- _YOUR OBJECTIVE_
Find every line in the listing below that contains the string "truck", and copy each of those lines. Case counts.

- _DATA SECTION_
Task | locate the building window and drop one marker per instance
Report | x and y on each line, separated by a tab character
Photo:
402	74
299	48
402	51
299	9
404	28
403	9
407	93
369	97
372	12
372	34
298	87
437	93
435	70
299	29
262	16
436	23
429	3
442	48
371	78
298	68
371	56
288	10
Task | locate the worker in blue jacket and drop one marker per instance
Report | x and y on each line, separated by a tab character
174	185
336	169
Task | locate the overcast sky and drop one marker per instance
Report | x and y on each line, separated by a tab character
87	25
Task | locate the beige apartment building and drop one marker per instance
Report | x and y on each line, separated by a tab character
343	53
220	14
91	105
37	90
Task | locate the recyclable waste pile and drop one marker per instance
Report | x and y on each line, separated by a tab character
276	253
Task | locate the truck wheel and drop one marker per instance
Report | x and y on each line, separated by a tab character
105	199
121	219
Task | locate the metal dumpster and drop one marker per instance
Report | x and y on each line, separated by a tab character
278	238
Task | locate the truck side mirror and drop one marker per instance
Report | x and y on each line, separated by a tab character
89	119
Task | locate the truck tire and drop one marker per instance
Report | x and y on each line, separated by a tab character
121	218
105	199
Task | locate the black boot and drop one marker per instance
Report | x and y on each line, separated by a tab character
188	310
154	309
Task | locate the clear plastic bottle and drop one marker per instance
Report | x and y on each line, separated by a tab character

* * *

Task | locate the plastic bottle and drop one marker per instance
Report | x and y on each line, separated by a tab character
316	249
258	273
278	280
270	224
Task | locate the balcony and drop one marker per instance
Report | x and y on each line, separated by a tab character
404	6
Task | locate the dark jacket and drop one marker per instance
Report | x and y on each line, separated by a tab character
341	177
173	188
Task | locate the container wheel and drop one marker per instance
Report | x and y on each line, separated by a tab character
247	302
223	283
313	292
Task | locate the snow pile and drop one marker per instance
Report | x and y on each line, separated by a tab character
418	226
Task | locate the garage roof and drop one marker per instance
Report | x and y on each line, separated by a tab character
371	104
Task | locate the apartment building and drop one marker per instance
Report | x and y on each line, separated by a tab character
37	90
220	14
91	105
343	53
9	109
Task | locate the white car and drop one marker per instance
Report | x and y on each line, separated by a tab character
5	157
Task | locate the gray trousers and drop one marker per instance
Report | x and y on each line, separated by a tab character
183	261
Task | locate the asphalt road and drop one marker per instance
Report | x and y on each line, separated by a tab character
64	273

- _TASK OUTPUT_
Task | locate the truck wheel and drop one marker per instance
Task | locate the truck side mirror and drop one marker per instance
Task | locate the truck tire and drop one marker per instance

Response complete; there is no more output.